Activity — Lines before the one containing "AR game engine: the player needs to interact with the shadow" are left out. Retype that line and the rest through the end of the material exactly.
·····
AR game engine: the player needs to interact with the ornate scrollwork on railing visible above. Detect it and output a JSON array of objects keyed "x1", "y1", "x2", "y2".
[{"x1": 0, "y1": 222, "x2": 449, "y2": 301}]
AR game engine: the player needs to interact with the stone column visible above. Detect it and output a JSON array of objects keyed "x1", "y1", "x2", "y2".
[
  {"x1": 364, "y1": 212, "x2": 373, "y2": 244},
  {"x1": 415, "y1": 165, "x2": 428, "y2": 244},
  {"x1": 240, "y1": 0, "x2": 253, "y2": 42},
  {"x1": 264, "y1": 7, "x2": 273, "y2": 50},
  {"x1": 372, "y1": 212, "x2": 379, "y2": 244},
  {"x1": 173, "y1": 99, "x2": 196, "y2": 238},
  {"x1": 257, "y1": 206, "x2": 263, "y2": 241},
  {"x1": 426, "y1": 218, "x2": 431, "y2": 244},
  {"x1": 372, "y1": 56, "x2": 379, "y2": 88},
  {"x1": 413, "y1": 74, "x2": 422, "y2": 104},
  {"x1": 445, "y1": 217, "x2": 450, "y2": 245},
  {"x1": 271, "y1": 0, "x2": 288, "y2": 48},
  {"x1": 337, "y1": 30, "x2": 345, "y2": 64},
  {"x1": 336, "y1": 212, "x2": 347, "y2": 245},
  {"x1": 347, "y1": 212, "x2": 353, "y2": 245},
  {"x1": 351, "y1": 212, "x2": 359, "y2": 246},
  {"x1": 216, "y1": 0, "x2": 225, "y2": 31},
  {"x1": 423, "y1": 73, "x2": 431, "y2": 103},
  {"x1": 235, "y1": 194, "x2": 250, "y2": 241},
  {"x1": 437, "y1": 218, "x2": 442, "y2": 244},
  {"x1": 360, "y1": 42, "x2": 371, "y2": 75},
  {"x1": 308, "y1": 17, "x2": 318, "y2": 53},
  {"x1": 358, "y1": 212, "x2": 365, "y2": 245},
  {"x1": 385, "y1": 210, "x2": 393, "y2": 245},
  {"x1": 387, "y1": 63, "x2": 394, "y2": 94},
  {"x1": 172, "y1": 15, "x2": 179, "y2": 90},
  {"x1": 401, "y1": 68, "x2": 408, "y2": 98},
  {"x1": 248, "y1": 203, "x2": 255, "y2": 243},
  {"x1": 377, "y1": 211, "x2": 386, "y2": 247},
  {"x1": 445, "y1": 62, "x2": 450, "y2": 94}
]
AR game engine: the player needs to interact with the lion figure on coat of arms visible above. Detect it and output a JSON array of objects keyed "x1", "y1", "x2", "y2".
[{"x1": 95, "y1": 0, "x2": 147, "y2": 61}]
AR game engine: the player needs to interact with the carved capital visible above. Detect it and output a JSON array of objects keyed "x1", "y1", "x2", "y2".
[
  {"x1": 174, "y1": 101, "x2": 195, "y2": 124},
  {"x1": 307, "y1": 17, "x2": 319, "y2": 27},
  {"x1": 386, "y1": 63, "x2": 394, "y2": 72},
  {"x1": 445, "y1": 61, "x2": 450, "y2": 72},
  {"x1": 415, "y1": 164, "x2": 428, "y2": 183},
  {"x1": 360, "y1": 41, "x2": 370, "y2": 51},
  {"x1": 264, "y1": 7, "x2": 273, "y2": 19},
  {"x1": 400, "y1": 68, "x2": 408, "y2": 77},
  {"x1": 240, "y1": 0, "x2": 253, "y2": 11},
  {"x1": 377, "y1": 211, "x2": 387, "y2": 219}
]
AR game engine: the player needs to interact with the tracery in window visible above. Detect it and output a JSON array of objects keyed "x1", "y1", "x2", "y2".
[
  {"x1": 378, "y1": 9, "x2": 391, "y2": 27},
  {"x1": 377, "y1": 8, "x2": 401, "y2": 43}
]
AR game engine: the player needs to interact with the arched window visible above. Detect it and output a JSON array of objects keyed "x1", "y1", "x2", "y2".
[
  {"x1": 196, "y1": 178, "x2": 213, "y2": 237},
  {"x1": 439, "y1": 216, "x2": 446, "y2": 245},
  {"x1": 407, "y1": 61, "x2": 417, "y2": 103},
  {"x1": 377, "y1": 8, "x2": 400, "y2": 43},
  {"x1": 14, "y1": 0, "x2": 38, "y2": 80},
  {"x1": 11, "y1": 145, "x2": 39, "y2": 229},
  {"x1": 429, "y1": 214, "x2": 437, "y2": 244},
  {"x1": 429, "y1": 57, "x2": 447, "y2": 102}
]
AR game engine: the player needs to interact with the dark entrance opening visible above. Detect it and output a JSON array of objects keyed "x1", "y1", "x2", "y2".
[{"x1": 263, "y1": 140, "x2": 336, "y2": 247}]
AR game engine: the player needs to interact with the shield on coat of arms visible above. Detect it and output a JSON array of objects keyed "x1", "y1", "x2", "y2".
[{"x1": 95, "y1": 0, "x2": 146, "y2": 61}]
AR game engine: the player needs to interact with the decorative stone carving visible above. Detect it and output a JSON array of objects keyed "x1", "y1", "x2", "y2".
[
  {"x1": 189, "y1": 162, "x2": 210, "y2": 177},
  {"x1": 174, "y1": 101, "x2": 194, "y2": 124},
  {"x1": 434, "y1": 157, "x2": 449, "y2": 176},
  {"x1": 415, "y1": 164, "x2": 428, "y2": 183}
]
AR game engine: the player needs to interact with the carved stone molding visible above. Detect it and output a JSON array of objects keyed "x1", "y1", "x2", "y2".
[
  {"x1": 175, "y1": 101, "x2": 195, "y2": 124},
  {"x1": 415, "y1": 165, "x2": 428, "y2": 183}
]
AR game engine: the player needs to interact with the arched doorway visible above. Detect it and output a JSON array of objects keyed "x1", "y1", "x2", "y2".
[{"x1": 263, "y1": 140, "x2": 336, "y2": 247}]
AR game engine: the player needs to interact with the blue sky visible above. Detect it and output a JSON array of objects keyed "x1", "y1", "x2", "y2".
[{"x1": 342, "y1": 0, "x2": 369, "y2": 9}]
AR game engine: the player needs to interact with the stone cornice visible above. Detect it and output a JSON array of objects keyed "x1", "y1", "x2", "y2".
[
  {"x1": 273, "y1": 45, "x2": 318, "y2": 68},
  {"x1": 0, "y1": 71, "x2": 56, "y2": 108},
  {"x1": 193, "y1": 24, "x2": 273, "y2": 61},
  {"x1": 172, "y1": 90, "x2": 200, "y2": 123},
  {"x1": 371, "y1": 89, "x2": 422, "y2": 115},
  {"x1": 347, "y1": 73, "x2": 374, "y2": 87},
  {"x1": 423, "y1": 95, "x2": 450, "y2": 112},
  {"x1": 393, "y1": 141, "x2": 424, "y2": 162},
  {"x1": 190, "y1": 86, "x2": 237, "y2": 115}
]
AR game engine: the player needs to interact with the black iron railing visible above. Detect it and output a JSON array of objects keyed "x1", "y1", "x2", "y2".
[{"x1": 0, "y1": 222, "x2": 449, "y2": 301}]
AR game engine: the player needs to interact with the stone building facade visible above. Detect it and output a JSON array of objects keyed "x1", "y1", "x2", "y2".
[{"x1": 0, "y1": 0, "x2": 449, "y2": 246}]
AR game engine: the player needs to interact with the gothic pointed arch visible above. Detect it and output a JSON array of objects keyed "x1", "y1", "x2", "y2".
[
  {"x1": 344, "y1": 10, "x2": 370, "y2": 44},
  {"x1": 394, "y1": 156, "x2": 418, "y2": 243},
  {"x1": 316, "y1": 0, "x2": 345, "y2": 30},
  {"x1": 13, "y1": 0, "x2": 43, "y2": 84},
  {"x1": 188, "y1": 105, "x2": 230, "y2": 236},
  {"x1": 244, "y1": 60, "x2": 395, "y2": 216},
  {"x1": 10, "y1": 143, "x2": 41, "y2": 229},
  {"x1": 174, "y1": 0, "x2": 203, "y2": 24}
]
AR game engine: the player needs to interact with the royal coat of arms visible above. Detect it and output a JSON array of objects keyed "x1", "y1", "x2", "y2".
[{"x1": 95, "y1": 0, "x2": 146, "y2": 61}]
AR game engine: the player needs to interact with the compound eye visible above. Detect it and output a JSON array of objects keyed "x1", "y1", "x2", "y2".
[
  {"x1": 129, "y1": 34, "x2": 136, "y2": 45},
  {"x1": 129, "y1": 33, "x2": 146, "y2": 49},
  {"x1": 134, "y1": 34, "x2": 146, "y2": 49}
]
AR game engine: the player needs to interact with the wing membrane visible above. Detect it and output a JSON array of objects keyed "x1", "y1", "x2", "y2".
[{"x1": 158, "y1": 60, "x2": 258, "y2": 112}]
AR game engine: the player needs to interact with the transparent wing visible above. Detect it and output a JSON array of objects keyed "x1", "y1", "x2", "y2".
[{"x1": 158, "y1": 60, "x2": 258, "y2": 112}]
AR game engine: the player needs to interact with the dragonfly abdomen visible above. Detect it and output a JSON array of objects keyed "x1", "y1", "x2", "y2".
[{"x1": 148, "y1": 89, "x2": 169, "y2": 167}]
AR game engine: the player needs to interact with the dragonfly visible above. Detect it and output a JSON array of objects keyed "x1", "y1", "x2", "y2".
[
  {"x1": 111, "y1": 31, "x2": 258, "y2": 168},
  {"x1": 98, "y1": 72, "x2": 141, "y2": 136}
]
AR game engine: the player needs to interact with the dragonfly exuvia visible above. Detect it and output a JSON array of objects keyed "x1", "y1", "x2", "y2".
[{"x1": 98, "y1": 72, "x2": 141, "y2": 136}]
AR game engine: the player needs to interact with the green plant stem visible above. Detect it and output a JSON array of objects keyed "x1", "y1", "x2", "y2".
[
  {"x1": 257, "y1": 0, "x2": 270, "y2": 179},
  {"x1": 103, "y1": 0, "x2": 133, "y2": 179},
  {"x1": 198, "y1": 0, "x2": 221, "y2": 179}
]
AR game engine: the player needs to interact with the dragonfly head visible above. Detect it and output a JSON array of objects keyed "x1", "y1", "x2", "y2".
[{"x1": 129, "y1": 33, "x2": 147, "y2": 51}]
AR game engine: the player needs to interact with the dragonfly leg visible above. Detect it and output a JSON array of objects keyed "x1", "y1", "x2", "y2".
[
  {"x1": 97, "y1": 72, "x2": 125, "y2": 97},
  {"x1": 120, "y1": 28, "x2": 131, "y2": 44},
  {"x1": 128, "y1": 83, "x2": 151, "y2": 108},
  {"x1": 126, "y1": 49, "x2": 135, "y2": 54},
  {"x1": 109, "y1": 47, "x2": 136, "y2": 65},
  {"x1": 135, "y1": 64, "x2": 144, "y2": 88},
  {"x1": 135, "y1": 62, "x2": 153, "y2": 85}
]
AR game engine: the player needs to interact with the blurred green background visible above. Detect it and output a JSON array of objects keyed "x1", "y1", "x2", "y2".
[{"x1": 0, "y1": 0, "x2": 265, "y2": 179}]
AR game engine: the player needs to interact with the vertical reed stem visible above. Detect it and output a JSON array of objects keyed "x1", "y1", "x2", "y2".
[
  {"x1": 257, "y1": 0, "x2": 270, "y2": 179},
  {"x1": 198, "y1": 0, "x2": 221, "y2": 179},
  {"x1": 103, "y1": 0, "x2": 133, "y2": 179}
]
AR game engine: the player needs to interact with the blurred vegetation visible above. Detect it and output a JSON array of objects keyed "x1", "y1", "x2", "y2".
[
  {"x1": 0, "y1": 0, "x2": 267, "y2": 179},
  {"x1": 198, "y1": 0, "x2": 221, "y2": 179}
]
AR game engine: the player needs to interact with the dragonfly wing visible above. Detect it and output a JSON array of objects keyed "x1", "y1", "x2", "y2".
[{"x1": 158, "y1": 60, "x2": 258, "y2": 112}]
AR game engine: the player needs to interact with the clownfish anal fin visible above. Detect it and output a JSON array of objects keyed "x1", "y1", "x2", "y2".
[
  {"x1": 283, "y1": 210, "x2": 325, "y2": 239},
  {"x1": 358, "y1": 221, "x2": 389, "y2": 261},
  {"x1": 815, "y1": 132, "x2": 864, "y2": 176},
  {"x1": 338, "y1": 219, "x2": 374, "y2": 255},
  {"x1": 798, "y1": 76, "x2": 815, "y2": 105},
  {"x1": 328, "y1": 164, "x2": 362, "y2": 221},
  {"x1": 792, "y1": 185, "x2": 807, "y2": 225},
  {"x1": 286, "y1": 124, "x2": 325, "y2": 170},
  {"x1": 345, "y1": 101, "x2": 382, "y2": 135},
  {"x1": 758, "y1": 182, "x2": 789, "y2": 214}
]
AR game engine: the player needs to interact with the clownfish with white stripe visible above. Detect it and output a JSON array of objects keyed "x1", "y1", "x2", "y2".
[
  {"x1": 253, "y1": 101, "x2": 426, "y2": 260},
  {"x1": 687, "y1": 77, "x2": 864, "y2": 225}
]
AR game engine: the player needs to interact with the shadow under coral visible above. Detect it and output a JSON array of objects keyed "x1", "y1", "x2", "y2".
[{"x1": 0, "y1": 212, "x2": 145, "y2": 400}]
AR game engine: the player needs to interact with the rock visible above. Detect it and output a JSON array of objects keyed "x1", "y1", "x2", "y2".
·····
Reply —
AR game engine: the player needs to interact with the shadow under coral visible above. Detect it and output a JSON array of objects keyed "x1", "y1", "x2", "y2".
[{"x1": 0, "y1": 212, "x2": 145, "y2": 400}]
AR game engine: the player needs to interact with the rock visible above. Detect it and output a JSON array of objects keyed "x1", "y1", "x2", "y2".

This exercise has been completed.